-- start --
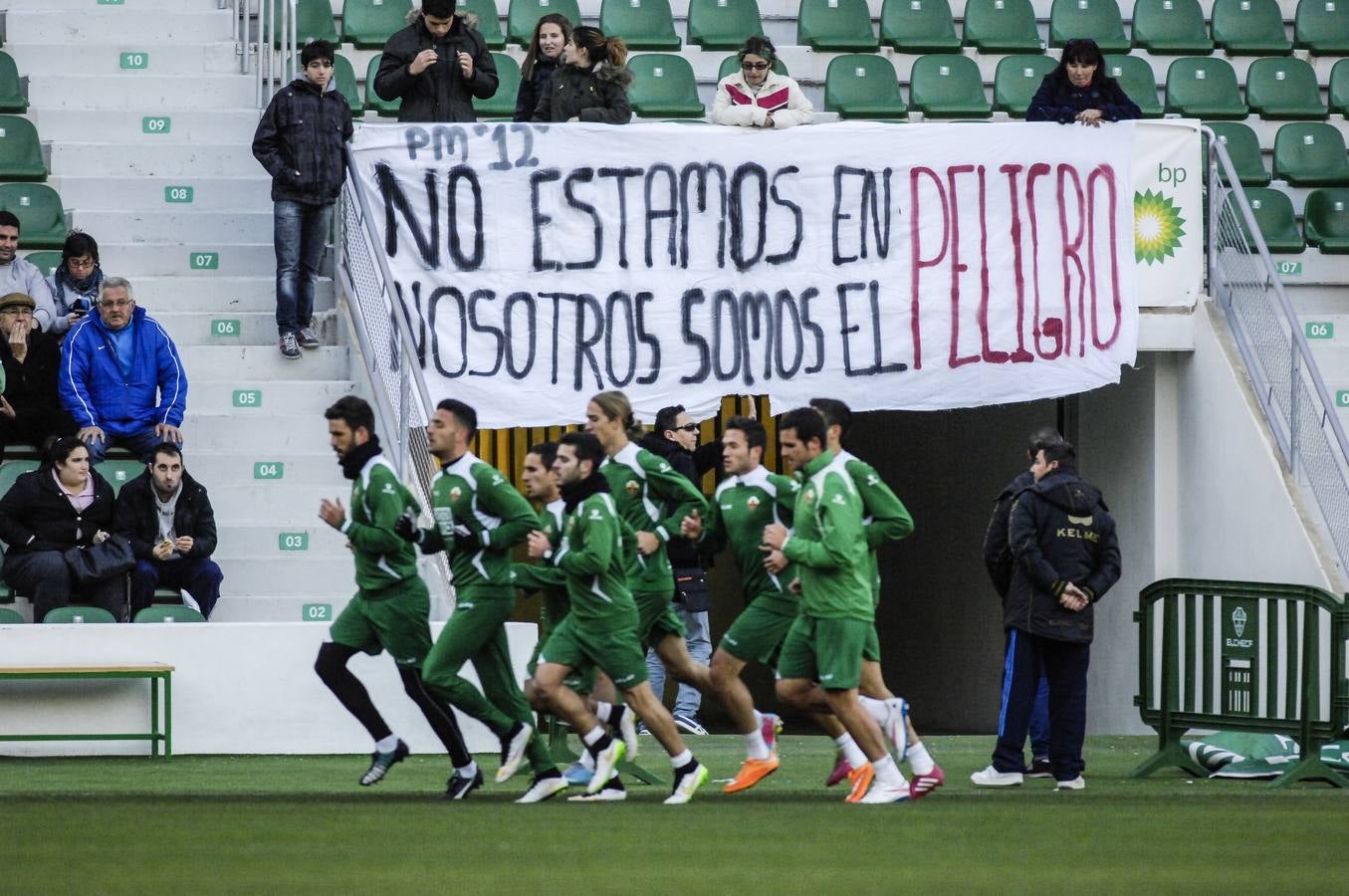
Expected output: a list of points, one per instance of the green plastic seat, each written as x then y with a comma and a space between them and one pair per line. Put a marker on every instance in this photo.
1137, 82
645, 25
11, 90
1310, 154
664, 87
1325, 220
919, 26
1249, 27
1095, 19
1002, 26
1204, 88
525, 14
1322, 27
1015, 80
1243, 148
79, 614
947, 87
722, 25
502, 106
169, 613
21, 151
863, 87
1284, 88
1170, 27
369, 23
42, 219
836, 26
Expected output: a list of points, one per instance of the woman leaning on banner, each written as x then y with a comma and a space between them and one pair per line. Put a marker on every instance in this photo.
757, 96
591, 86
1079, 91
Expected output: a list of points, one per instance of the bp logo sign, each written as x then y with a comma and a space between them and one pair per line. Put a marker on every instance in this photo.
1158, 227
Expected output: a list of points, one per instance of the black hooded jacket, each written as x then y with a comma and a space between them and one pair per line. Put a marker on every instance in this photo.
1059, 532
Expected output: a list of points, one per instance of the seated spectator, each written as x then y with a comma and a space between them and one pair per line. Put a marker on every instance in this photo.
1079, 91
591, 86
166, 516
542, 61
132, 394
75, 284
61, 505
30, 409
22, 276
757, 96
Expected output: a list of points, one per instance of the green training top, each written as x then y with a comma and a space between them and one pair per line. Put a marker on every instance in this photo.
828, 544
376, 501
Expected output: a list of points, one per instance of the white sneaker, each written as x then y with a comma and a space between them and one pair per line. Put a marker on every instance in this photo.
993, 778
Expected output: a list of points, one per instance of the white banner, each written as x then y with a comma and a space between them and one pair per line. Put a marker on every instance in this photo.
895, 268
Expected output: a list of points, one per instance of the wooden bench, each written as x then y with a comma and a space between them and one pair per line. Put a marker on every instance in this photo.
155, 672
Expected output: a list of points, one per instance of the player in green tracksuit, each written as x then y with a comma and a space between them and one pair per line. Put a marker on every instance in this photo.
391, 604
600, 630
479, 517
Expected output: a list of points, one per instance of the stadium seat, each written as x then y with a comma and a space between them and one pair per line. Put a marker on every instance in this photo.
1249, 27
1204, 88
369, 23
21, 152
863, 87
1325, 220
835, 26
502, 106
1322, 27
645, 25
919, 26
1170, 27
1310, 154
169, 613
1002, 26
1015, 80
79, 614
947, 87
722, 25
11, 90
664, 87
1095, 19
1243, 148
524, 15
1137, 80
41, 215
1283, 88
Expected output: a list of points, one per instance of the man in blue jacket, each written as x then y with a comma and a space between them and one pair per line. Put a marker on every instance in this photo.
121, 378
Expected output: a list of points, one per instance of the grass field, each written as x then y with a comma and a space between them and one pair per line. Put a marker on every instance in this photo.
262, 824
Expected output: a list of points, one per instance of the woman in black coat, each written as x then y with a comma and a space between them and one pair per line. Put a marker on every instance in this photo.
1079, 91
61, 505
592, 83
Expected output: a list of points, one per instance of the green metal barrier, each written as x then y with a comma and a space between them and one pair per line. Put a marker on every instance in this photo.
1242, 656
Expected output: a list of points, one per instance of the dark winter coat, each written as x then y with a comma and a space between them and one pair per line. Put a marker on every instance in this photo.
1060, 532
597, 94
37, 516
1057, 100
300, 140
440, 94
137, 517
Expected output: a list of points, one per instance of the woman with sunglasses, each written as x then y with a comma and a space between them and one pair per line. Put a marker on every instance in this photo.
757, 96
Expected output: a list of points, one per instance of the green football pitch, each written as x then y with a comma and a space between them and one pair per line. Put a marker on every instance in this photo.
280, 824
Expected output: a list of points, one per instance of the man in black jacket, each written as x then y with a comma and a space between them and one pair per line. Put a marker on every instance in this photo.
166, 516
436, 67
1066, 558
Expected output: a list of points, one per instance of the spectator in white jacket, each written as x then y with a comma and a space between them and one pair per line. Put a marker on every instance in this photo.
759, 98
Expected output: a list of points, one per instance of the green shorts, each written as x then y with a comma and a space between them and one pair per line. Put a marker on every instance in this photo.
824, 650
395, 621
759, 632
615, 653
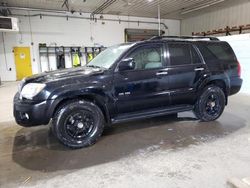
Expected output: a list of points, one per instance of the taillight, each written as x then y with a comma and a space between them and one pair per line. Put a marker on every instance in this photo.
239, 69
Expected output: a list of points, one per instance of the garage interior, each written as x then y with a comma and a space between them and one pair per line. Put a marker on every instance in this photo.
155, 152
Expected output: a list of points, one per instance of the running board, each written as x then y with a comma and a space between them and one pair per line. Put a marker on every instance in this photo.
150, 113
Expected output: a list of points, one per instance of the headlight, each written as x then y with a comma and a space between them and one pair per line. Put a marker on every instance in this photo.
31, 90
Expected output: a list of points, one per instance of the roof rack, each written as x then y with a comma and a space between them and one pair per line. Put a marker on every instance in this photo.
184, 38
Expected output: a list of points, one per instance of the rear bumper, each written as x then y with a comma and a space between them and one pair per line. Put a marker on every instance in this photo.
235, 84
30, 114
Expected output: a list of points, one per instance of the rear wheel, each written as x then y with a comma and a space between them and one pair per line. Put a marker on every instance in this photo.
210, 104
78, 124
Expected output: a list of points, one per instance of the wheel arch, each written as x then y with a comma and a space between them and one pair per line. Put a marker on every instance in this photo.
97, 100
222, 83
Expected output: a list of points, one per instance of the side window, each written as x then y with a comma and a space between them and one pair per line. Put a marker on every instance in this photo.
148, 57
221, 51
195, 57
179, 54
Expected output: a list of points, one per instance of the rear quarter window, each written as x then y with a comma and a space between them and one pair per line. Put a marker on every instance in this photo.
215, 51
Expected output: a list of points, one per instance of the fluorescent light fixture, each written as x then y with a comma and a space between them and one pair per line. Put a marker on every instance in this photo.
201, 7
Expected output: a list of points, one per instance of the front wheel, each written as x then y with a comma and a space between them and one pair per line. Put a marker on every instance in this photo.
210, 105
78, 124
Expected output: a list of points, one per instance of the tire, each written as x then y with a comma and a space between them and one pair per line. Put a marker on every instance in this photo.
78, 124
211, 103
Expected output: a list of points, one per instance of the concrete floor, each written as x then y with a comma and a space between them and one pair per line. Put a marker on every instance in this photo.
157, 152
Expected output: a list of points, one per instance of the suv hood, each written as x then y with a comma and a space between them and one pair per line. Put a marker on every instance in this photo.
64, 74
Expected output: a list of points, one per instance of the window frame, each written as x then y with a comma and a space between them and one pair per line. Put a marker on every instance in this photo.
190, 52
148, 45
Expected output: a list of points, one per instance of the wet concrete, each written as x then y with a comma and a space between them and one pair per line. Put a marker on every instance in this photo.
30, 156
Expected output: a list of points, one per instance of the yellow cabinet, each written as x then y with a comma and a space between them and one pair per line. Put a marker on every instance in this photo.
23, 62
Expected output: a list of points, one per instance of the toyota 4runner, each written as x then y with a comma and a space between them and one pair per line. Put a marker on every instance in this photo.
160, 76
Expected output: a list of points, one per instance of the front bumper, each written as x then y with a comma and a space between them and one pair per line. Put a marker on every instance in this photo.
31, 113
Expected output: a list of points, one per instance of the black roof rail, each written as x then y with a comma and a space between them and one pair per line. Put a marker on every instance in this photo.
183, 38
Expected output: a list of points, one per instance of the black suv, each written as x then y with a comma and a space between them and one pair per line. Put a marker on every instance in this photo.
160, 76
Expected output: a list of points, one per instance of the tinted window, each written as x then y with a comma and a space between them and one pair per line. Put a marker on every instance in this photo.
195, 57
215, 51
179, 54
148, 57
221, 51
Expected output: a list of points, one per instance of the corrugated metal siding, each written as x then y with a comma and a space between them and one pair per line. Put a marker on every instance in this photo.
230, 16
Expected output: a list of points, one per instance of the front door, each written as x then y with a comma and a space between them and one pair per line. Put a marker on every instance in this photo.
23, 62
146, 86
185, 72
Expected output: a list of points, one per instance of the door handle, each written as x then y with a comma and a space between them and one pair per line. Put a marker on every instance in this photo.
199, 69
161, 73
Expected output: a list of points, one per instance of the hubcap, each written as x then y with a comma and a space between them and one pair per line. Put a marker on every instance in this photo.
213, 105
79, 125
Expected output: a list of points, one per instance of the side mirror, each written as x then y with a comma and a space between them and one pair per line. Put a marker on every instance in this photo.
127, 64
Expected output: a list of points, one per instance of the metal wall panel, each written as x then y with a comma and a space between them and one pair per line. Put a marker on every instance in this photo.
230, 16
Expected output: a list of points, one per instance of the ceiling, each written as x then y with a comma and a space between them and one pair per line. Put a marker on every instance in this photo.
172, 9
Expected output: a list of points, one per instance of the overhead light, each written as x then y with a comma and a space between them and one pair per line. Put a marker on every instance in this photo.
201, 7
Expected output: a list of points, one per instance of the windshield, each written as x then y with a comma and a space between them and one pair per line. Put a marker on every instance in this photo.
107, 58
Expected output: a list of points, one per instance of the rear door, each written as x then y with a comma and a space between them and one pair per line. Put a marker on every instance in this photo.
-- end --
Work to complete: Can you retype, character for character, the stretch of the listing from the line containing "front door, each" through the end of the listing?

Worked answer:
Expected output: a list of points, one per instance of the front door, each written as x then y with a comma and a space between them and one pair per line. Put a marker on every instance in this photo.
23, 62
146, 86
185, 72
Expected output: a list of points, one per instance of the door handle, each written as x then y with a comma and a space between them and one pair per line. Put a marker on every instance in this photo.
199, 69
161, 73
Expected output: a list of points, one per instance of the hubcap, each written as x then y with a comma and a space between them and one pair per line. Put a marker on every instance in this photo.
213, 105
79, 125
Expected output: a list of points, one per instance of the side mirror, each written as x then y with a comma and a space between them and one pair per line. Put a marker on every instance in this photo.
127, 64
Expected output: a list of points, one per instance of the metal wall panel, each written as x then y with a comma and a space between them and one pair per line. Put a marker on every instance in this photo.
230, 16
Expected output: a list of points, one per instance of the ceiling, each written as x then y with a comma and a space between them and one pair per line. Put a marker on every instance in this photo.
172, 9
Expected output: a list of points, one per instance of the overhead light, each written as x then y with a comma and a space between them and one pair per line. Put a marker on every instance in this photo.
201, 7
Expected output: a list of points, one per instance of the windshield, each written as x then y with a comma and a space between them and one pair per line. Put a marker on every instance in this photo.
107, 58
Expected output: a list of points, one per instance of the rear door, each written as x then y with a comma and a space between them and one pair per line. Put a marker on every instance in this photo.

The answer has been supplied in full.